Atualizado: 7 de mai. de 2020

Autor: Rafael Serra Oliveira

Data de publicação: Segunda-feira, 4 de maio de 2015



Lembro-me saudosista do meu primeiro ano na faculdade de direito e, como quase todos que por lá passaram, também do estudo – e do júri simulado – do caso dos exploradores de caverna. O conto narra a situação vivida por quatro pessoas que, porque estavam prestes a morrer de fome, soterradas e presas há 20 dias numa caverna, mataram e comeram o quinto elemento do grupo, escolhido entre eles por sorteio. Não é à toa que a história inventada por um professor de Harvard é de leitura quase obrigatória pelos iniciantes na carreira jurídica. O objetivo é desde cedo demonstrar aos alunos que a lei permite soluções diametralmente opostas para um mesmo caso. Seria a hipótese de condenação por homicídio doloso, ou absolvição pelo reconhecimento do estado de necessidade?

Já nesse primeiro contato com um processo, ainda que fictício, o aluno tem que fazer uma escolha que provavelmente o seguirá por toda a sua carreira jurídica: condeno as quatro pessoas e me torno um jurista que julga friamente papéis ou absolvo por analisar as circunstâncias pessoais, extraordinárias e fáticas, sem deixar de aplicar a lei?

Passados onze anos, percebi que o dia a dia forense mina, paulatinamente, os sonhos do aluno que naquele primeiro ano de faculdade absolveu os quatro exploradores de caverna. Entre os juristas, são raros aqueles que julgam analisando as especificidades de um caso. O automatismo das decisões e a aplicação de sanções idênticas para casos completamente diferentes assustam.

Mas, ainda que o sonho daquele primeiro ano esteja, como os exploradores de caverna, soterrado e preso dentro de um sistema judiciário irracional, ele continua vivo e se alimentando de juízes julgadores de homens e de almas. E foram dois desses juízes que, na última quarta-feira, reacenderam meu antigo sonho de faculdade.

Na manhã do dia 29 de abril, o Tribunal de Justiça do Estado de São Paulo levou a julgamento a apelação de um rapaz simples, filho da empregada de um amigo dos tempos da faculdade que, assim como eu, também leu o caso dos exploradores de caverna. O caso tratava de um roubo qualificado praticado em 2012, pelo qual o acusado havia sido condenado em primeira instância a 6 anos e 8 meses de prisão, a ser cumprido inicialmente em regime fechado.

Até mesmo a acusação entendeu descabida e desproporcional a pena aplicada. O Ministério Público pugnava por pena mais branda e pelo seu cumprimento no regime semi-aberto. Mesmo sem estar presente no julgamento de primeira instância – assumi o caso no Tribunal –, não tenho o menor receio em dizer que o meu cliente foi julgado por um justiceiro, não por um juiz. Não há outra razão para a pena a ele imposta.

• [Dados apresentados]:
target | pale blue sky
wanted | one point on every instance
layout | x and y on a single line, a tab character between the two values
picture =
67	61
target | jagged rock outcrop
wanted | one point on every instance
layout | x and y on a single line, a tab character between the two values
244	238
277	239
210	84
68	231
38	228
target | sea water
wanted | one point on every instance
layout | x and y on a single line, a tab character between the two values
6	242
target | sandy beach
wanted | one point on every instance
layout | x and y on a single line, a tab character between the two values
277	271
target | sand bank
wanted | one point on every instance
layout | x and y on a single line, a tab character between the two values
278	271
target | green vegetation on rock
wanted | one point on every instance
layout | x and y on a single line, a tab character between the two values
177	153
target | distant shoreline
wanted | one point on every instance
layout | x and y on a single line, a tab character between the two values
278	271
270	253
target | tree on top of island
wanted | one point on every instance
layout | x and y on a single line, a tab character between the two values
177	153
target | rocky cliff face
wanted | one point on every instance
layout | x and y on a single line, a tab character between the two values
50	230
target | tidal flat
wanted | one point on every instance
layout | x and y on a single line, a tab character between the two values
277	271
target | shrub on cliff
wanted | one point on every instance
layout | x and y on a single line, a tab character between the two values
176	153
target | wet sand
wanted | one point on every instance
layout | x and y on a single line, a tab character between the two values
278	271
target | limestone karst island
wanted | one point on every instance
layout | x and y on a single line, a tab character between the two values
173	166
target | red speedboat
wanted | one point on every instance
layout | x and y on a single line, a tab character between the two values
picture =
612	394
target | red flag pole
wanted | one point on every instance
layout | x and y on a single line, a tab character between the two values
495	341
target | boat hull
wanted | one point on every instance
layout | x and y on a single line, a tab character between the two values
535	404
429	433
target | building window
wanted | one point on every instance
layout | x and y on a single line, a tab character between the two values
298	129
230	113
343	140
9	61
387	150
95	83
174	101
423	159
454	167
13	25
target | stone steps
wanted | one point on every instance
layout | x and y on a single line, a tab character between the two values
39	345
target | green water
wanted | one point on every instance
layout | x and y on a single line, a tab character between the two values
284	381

• [Exercícios]:
• A. Liste todas as datas com dia e mês que aparecem no trecho sobre os exploradores de caverna.
• B. Escreva a continuação do trecho sobre os exploradores de caverna, partindo da última frase apresentada.
A listagem provém de outra fonte.

• [Respostas por exercício]:
• A. 7 de mai. de 2020; segunda-feira, 4 de maio de 2015; 29 de abril

• B.
Antes e depois deste evento – pelo qual ficou preso cautelarmente por três meses –, ele não se envolveu em nenhum outro fato criminoso. Se é que praticou o crime, este foi um fato isolado. De lá pra cá, passados três anos, ele reconstruiu sua vida: constituiu família, tem um filho de 1 ano e 2 meses e trabalho fixo.

Nesse cenário, a prisão dessa pessoa somente traria malefícios. A aplicação do regime fechado (estabelecido em sentença de primeiro grau) ou do semi-aberto (pugnado pelo Ministério Público) afastaria o rapaz de sua família, faria com que perdesse o emprego e o colocaria em contato direto, ao longo de anos, com membros de facções criminosas que comandam os presídios brasileiros. Com a sua inevitável soltura em alguns anos, ele dificilmente conseguiria emprego (ninguém contrata ex-presidiário, pelo contrário, pede-se atestado de antecedentes) e, possivelmente, sua família estaria completamente desestruturada (são corriqueiras as separações de casais em decorrência da prisão).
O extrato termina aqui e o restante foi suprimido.